GOAL OF THE EXERCISE:
Reproduce the following lines verbatim, from the first through the last.

>> Begin DATA SECTION

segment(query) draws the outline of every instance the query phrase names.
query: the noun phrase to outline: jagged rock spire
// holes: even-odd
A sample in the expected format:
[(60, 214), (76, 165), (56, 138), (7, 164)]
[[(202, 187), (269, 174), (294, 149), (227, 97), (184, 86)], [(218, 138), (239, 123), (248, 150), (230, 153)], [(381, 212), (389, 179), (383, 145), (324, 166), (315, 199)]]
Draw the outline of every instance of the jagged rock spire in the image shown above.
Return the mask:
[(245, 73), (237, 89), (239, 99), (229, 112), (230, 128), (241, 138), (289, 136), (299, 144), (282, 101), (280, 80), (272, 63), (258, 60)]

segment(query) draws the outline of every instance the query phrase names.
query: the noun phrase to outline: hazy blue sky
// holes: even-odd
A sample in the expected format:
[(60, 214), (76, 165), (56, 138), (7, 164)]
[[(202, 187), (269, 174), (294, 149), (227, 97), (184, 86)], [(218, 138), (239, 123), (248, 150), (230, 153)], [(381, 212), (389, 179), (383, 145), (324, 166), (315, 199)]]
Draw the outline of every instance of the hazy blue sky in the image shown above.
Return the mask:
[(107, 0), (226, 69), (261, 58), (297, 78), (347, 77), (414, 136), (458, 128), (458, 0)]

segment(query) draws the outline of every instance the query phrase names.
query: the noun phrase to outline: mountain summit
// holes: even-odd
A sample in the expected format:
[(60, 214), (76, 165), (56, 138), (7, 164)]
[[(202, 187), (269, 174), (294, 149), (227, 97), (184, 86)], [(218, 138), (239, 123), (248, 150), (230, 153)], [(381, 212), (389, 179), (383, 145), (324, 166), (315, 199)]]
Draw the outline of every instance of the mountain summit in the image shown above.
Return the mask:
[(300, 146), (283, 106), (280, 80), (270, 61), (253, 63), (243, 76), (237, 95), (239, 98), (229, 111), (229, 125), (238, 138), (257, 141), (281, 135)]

>> End DATA SECTION

THE ANSWER:
segment(query) draws the outline of every instance the query phrase names.
query: the noun phrase to outline: jagged rock spire
// holes: even-odd
A sample in the expected format:
[(60, 214), (76, 165), (56, 138), (7, 164)]
[[(202, 187), (269, 174), (294, 149), (227, 97), (184, 86)], [(218, 138), (239, 123), (248, 150), (230, 153)], [(381, 212), (389, 179), (383, 145), (324, 166), (315, 199)]]
Draw the outline of every instance of the jagged rock spire in the image shown above.
Return the mask:
[(245, 73), (237, 89), (239, 99), (229, 112), (230, 128), (241, 138), (289, 136), (299, 144), (282, 101), (280, 80), (272, 63), (258, 60)]

segment(query) draws the outline of every instance the query phrase names.
query: the noun phrase to outline: hazy blue sky
// holes: even-odd
A sample in the expected format:
[(60, 214), (76, 165), (56, 138), (7, 164)]
[[(202, 187), (269, 174), (294, 149), (227, 97), (184, 86)], [(218, 138), (239, 123), (248, 150), (230, 153)], [(381, 212), (389, 179), (383, 145), (324, 166), (315, 199)]]
Draw the outline of every instance of the hazy blue sky in the image shown above.
Return the mask:
[(107, 0), (226, 69), (261, 58), (297, 78), (347, 77), (414, 136), (458, 128), (458, 0)]

segment(query) draws the outline of every instance the query phrase names.
query: the noun phrase to outline: mountain summit
// holes: even-odd
A sample in the expected format:
[(60, 214), (76, 165), (56, 138), (7, 164)]
[[(202, 187), (269, 174), (294, 149), (227, 97), (184, 86)], [(218, 138), (239, 123), (248, 150), (230, 153)], [(381, 212), (389, 179), (383, 145), (324, 166), (315, 199)]]
Draw the outline of every instance of the mountain summit in the image shown above.
Return the mask:
[(300, 146), (283, 106), (280, 80), (270, 61), (253, 63), (243, 76), (237, 95), (239, 98), (229, 111), (229, 125), (238, 138), (257, 141), (281, 135)]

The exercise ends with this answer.